> What to produce: Return every line of the listing below unchanged, but leave out the pictures.

--- Start Data records ---

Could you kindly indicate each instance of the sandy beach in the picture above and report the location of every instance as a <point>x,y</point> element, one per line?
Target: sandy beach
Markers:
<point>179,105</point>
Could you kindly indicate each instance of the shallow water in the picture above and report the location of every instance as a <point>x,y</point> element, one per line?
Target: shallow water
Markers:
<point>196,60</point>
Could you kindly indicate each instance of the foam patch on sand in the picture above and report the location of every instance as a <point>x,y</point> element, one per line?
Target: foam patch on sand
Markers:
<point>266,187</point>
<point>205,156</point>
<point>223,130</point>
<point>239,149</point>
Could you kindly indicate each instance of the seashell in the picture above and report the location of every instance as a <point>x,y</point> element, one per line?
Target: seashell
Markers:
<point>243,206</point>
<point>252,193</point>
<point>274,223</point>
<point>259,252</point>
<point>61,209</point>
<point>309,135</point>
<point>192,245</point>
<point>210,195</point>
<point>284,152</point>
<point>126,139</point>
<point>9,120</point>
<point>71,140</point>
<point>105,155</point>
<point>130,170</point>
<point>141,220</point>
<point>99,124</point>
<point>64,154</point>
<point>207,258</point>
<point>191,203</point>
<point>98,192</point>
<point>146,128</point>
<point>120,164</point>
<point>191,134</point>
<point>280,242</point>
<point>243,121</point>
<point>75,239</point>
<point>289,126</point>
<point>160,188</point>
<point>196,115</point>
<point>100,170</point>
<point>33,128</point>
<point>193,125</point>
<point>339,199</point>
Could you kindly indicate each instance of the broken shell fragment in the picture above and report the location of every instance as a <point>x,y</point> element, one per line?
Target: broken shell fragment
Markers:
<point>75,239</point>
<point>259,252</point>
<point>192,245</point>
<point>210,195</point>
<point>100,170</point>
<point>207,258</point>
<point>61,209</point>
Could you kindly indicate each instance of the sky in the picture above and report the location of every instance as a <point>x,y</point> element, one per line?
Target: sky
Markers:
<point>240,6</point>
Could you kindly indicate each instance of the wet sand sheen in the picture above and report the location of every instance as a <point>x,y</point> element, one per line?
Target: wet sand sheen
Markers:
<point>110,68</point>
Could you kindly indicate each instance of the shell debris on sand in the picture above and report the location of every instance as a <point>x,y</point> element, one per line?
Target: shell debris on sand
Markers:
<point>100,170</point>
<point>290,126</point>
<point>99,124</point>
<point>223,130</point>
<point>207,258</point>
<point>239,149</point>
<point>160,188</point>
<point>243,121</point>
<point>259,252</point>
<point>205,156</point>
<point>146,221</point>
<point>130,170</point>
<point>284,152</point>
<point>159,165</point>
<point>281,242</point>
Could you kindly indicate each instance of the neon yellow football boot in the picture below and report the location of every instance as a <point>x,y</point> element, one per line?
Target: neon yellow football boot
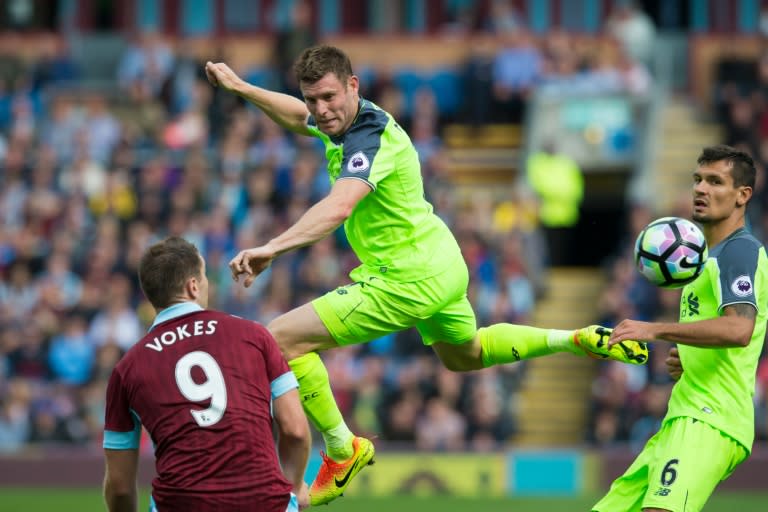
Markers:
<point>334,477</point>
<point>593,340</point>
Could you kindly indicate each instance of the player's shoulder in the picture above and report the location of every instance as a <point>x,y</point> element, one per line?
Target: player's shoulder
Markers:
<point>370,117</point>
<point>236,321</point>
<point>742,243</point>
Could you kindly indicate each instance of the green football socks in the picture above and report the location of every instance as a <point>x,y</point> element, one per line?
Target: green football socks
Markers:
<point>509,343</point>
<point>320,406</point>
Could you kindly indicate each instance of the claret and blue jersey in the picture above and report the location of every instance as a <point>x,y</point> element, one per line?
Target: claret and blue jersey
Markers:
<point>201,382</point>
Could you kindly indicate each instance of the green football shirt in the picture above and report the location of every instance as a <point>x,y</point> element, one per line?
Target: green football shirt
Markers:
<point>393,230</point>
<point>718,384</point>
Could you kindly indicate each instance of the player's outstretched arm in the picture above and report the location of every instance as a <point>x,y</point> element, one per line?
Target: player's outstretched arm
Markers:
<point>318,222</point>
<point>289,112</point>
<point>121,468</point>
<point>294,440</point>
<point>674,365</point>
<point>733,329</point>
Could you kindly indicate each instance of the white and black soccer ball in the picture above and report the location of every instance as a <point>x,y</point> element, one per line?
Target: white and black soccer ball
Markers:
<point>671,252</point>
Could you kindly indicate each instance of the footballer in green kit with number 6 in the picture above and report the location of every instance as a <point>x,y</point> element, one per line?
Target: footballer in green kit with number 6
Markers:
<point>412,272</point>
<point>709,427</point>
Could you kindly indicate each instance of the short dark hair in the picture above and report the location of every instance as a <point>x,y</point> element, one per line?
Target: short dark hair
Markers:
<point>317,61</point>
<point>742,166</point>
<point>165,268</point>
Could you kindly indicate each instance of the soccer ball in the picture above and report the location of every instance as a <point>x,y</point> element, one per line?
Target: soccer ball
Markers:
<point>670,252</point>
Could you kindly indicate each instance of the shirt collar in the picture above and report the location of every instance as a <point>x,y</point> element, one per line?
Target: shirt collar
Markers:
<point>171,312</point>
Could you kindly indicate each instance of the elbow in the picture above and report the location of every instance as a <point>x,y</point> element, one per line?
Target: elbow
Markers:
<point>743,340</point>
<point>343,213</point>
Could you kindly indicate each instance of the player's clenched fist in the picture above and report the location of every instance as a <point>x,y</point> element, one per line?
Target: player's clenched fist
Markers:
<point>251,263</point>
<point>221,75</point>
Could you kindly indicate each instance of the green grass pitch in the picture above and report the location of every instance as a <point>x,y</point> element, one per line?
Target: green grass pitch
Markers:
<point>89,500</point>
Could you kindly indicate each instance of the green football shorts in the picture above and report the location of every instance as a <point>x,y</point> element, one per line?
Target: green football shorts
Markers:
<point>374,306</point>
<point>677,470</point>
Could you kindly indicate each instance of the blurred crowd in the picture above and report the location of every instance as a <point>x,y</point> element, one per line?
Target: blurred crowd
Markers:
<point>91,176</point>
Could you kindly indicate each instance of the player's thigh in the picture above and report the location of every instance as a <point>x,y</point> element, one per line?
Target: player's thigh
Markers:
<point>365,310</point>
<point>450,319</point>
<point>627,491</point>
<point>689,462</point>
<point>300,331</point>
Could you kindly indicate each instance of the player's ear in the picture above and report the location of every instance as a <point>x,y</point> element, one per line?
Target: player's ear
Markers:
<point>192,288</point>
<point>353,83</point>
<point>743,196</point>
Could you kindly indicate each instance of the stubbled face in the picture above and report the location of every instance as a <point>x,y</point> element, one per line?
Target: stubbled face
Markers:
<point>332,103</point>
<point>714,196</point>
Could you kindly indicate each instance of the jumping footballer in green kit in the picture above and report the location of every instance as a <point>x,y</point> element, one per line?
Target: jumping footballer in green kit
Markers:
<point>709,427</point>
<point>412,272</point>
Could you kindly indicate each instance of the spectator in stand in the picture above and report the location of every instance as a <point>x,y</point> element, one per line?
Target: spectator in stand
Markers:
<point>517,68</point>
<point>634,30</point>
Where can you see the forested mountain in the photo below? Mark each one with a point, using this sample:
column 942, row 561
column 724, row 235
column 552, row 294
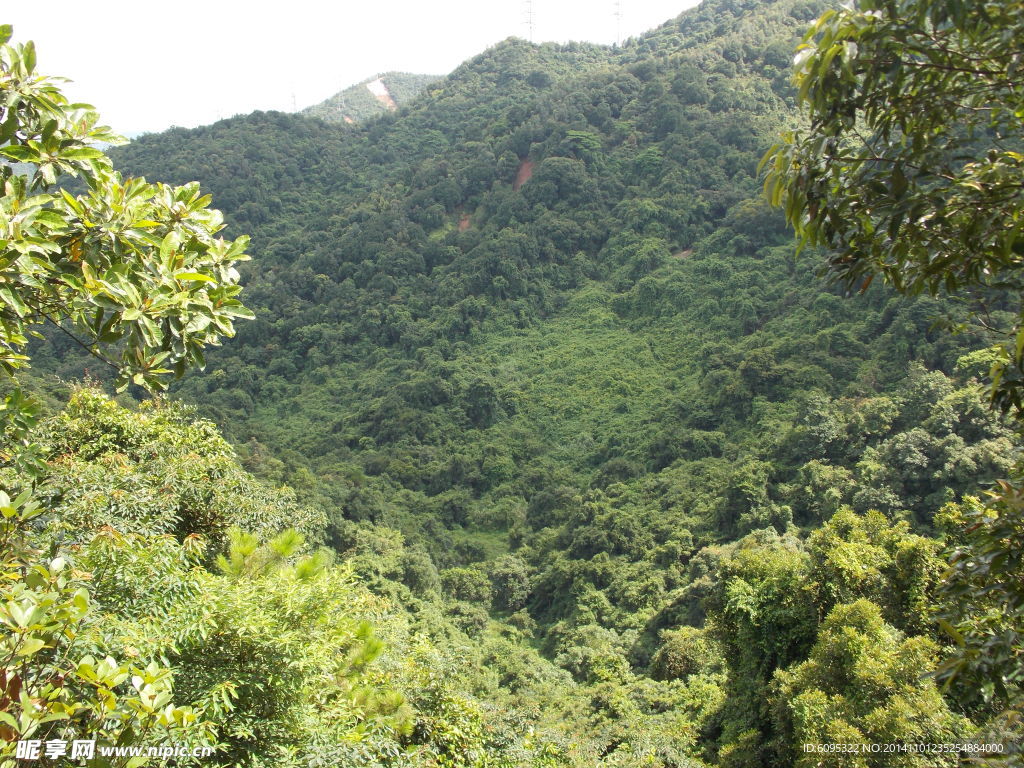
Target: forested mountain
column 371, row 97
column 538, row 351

--- End Data records ---

> Result:
Could you kindly indicate each instance of the sandy beach in the picture above and report the location of every instance as a <point>x,y</point> element, one per line?
Target: sandy beach
Markers:
<point>179,105</point>
Could you kindly indicate each instance of the shallow water in the picture above and report the location of every instance as a <point>x,y</point> element, one per line?
Target: shallow water
Markers:
<point>196,60</point>
Could you kindly indicate each instance of the foam patch on sand in the picture above and report the location of every instance as a <point>x,y</point> element, one per line?
Target: foam patch on sand
Markers:
<point>266,187</point>
<point>205,156</point>
<point>223,130</point>
<point>239,149</point>
Could you kindly indicate each instance of the seashell in the picture above and report the location of every instance as a <point>x,y</point> element, one per line?
Target: seashell
Markers:
<point>243,206</point>
<point>252,193</point>
<point>274,223</point>
<point>259,252</point>
<point>61,209</point>
<point>309,135</point>
<point>192,245</point>
<point>210,195</point>
<point>284,152</point>
<point>126,139</point>
<point>9,120</point>
<point>71,140</point>
<point>105,155</point>
<point>130,170</point>
<point>141,220</point>
<point>99,124</point>
<point>64,154</point>
<point>207,258</point>
<point>191,203</point>
<point>98,192</point>
<point>146,128</point>
<point>120,164</point>
<point>191,134</point>
<point>280,242</point>
<point>243,121</point>
<point>75,239</point>
<point>289,126</point>
<point>160,188</point>
<point>196,115</point>
<point>100,170</point>
<point>33,128</point>
<point>193,125</point>
<point>339,199</point>
Could you kindly indicate each instance of the broken shell fragment in the picture above and report the location of every instance as a <point>x,y</point> element, one per line?
Target: broken shell fragment
Markers:
<point>75,239</point>
<point>259,252</point>
<point>192,245</point>
<point>210,195</point>
<point>100,170</point>
<point>207,258</point>
<point>61,209</point>
Could you kindly indicate each instance of the sky in the picture above and report the location of every instance as a <point>x,y</point> element, one per line?
Target: sky
Markers:
<point>240,6</point>
Could you kindly indicate each instance of the wet sand sheen in the picture above and report the location of every instance as a <point>x,y</point> element, one per line?
Target: wet sand sheen
Markers:
<point>110,68</point>
Could you kindly indicate each instance of the shell debris on sand in the picture above and report the location of every instance as a <point>x,y</point> element, one per line?
Target: shell debris on sand
Markers:
<point>100,170</point>
<point>290,126</point>
<point>99,124</point>
<point>223,130</point>
<point>207,258</point>
<point>239,149</point>
<point>160,188</point>
<point>243,121</point>
<point>259,252</point>
<point>205,156</point>
<point>146,221</point>
<point>130,170</point>
<point>284,152</point>
<point>159,165</point>
<point>281,242</point>
Could you kindly indicate each instance of the neon yellow football boot in the picture below and report the location of every instance as a <point>x,y</point> element, one per line?
Target: neon yellow football boot
Markers:
<point>334,477</point>
<point>593,340</point>
Could you kindly indicate each instance of the player's shoulder in the picture above and report the location of every instance as a <point>x,y</point> element, one per line?
Target: player's shoulder
Markers:
<point>370,117</point>
<point>236,321</point>
<point>742,243</point>
Could you kindly indicate each instance of the green football socks in the picture above and report the location of every instance as a <point>x,y</point> element, one per line?
Target: green football socks
Markers:
<point>509,343</point>
<point>320,406</point>
Could you kindly indicate each instance of the claret and blue jersey in the picture above and report the location of every instance as a <point>x,y</point> element, one per line?
Target: claret and blue jersey
Markers:
<point>201,382</point>
Could you kindly indicate each instance of the green football shirt in the picture above and report the location of every instance as a <point>x,y</point> element, one per line?
Target: green football shirt
Markers:
<point>393,230</point>
<point>718,384</point>
Could you kindly indicate each instance of the player's outstretched arm in the picture above and report the location of every instance as a <point>x,y</point> element, one per line?
Target: player's outstretched arm
Markers:
<point>318,222</point>
<point>289,112</point>
<point>121,468</point>
<point>294,440</point>
<point>674,365</point>
<point>733,329</point>
Could you kindly indicate each instance of the white and black soccer ball in the picture above and report the location of every instance as a <point>x,y</point> element, one per line?
Target: white and black soccer ball
Markers:
<point>671,252</point>
Could you kindly indicate each instance of the footballer in green kit with number 6 in the picture above and report the location of every instance as a <point>x,y</point> element, one per line?
Target: footballer in green kit with number 6
Markers:
<point>412,272</point>
<point>709,427</point>
Could you kindly indicate each instance of the short dark hair in the picture above and report the location of every instance as a <point>x,y</point> element, one per line?
Target: short dark hair
Markers:
<point>317,61</point>
<point>742,166</point>
<point>165,268</point>
Could you kindly indicate each instance of the soccer ball in the picture above and report the location of every instance as a <point>x,y</point> element, one per line?
Target: soccer ball
Markers:
<point>670,252</point>
Could you kindly indicate each instance of the shirt collar in the picture above and report the location of every instance as a <point>x,y</point> element, one per line?
Target: shirt collar
Markers:
<point>171,312</point>
Could you kindly indicate each instance of the elbow in the picture above and report the location of every instance as a <point>x,y</point> element, one per line?
Target: elbow
Markers:
<point>743,340</point>
<point>343,213</point>
Could you kindly indicate each instance of the player's clenched fist in the picture above and report the location of every instance as a <point>x,y</point> element, one per line?
Target: player's clenched fist
Markers:
<point>251,263</point>
<point>221,75</point>
Could you kindly indicate each instance of the green grass pitch in the picture above and report the location of every instance as a <point>x,y</point> element, one per line?
Target: green grass pitch
Markers:
<point>89,500</point>
Could you kindly indicate each instance of the green football shorts in the picture above and report the location of every instance as a <point>x,y</point> element, one per line?
Target: green football shorts
Markers:
<point>374,306</point>
<point>677,470</point>
Could you kindly indicate each instance of the blurred crowd in the picture above and report the location of every instance as a <point>x,y</point> element, one per line?
Target: blurred crowd
Markers:
<point>91,176</point>
Could you kindly indicate each instance of the player's thigh in the picture above and report the location of every instance as a <point>x,y</point> element, one per line?
Target: player's thigh
Markers:
<point>365,310</point>
<point>450,319</point>
<point>627,491</point>
<point>689,462</point>
<point>300,331</point>
Could you kindly indicate each instance of the player's ear in the picture above and report the location of every instance as a <point>x,y</point> element, one per line?
Target: player's ear
Markers:
<point>192,288</point>
<point>353,83</point>
<point>743,196</point>
Could you kindly indicate each instance of the stubbled face in the picture above and report the location of every instance as a <point>x,y</point> element, one per line?
Target: stubbled face
Markers:
<point>332,103</point>
<point>714,196</point>
Could you kindly indicate each instance of the jumping footballer in green kit in the picture above and report the location of every instance as a <point>x,y</point> element, one per line?
Target: jumping footballer in green kit
Markers:
<point>709,427</point>
<point>412,272</point>
Could you kindly indicate each instance of the spectator in stand in the picture above and report the location of every instance as a <point>x,y</point> element, one per line?
Target: spectator in stand
Markers:
<point>517,68</point>
<point>634,30</point>
Where can you see the forested mountain in the photo below? Mark each one with a point, using this sample:
column 942, row 561
column 724, row 235
column 552, row 294
Target: forested mountain
column 371, row 97
column 538, row 351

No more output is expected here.